Entries supplied START

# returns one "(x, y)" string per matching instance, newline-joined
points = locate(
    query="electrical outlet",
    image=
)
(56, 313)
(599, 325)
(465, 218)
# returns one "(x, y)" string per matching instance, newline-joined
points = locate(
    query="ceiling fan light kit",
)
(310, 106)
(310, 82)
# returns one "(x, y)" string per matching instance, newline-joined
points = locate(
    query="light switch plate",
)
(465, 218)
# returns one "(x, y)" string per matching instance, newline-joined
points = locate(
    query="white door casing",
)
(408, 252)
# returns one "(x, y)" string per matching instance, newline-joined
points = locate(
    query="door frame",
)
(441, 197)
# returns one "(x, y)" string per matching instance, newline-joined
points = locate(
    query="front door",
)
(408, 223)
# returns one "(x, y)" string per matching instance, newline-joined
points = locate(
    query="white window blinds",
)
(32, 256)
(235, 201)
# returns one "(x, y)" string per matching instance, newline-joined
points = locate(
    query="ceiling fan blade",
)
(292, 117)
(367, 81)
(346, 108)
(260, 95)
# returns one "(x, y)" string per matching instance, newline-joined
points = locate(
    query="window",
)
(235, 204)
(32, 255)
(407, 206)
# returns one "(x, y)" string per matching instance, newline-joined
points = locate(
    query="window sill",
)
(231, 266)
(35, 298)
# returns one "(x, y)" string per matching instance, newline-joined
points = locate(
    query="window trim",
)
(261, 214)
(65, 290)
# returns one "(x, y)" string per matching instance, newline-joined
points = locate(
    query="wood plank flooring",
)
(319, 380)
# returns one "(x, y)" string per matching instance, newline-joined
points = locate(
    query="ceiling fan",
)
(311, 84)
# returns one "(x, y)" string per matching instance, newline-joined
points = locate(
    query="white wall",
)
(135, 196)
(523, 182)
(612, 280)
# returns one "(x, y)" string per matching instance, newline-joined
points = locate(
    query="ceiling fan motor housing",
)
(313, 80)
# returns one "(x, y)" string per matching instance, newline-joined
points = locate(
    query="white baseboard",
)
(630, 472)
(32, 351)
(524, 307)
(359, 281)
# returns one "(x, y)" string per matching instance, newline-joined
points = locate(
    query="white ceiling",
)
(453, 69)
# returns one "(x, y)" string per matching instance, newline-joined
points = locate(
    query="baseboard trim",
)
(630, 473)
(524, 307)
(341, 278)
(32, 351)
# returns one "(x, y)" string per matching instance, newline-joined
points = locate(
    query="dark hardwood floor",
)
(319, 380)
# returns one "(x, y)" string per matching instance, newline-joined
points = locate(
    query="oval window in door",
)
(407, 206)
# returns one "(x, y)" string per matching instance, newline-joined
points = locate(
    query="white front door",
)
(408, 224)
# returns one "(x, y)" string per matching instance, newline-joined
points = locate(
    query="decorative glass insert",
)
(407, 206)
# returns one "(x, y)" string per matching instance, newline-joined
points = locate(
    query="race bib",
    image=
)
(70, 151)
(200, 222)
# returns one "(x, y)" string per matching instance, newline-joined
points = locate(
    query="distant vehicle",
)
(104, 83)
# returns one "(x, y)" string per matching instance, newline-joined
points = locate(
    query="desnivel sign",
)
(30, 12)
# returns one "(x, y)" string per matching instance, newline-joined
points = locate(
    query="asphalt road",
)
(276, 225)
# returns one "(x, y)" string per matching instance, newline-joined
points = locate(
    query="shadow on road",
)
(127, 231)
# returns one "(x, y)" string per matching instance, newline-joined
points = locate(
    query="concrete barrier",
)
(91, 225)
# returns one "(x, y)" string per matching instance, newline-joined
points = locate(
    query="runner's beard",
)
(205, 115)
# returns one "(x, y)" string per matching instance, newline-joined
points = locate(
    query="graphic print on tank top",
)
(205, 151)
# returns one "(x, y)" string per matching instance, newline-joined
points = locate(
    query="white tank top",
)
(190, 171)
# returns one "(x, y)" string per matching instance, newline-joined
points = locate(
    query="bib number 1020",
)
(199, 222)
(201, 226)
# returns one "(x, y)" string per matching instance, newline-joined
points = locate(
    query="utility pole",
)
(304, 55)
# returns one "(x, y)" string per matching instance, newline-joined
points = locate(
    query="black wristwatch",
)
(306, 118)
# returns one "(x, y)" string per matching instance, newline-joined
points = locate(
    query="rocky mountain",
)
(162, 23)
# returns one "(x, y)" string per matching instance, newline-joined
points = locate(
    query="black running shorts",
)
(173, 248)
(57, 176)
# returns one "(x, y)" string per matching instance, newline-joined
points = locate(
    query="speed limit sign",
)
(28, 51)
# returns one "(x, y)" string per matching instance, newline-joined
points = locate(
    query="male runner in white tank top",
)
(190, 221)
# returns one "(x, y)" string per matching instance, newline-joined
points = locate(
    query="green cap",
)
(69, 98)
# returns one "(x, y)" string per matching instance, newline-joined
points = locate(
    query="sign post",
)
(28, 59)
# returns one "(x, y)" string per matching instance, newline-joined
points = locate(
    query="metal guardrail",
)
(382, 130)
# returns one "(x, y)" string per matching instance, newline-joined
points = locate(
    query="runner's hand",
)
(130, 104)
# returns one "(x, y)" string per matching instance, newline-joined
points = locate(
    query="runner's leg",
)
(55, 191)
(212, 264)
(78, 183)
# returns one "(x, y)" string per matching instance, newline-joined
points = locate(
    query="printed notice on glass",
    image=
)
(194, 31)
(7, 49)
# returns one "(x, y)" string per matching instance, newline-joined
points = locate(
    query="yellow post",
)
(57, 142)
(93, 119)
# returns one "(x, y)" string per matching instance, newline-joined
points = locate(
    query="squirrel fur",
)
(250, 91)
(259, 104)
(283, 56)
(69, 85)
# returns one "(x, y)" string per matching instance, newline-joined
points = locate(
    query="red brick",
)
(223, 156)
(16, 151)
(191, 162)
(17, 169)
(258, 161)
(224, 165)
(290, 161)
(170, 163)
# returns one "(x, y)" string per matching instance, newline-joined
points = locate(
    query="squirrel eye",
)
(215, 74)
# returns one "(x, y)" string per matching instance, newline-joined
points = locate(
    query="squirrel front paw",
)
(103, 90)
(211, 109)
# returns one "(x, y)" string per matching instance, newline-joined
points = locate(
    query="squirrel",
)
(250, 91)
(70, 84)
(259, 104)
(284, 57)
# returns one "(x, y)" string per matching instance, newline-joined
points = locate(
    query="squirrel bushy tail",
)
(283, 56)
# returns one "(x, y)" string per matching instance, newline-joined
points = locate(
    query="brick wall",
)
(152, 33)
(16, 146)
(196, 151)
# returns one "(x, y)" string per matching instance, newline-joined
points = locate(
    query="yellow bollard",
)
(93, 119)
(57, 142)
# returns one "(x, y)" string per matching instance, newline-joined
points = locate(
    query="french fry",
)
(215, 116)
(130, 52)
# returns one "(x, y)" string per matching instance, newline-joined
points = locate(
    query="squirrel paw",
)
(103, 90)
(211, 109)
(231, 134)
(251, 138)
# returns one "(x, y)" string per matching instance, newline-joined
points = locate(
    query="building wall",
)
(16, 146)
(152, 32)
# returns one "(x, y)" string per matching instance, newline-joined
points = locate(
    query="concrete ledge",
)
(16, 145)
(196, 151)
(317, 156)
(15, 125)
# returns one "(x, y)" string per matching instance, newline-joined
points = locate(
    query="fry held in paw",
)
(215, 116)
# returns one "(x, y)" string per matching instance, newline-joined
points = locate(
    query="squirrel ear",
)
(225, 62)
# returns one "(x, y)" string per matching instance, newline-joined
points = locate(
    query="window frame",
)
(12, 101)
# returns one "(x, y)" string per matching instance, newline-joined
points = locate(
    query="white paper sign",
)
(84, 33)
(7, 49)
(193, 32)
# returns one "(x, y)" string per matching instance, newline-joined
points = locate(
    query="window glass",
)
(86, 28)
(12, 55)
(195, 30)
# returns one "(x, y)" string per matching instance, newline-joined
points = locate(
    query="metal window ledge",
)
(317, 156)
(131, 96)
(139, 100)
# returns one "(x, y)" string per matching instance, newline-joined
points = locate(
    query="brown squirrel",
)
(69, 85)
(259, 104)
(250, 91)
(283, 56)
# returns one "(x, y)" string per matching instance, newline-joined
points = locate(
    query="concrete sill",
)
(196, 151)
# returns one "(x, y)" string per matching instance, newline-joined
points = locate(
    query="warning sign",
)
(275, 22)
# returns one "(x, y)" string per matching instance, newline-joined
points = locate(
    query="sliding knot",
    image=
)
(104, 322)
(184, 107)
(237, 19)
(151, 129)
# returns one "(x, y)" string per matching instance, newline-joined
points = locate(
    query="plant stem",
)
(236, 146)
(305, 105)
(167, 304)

Entries supplied END

> **Assignment**: Check each line of the records for the word "door", and show the lines that contain it.

> **Problem solution**:
    query="white door casing",
    query="door frame",
    query="front door",
    query="oval window in door",
    query="white front door",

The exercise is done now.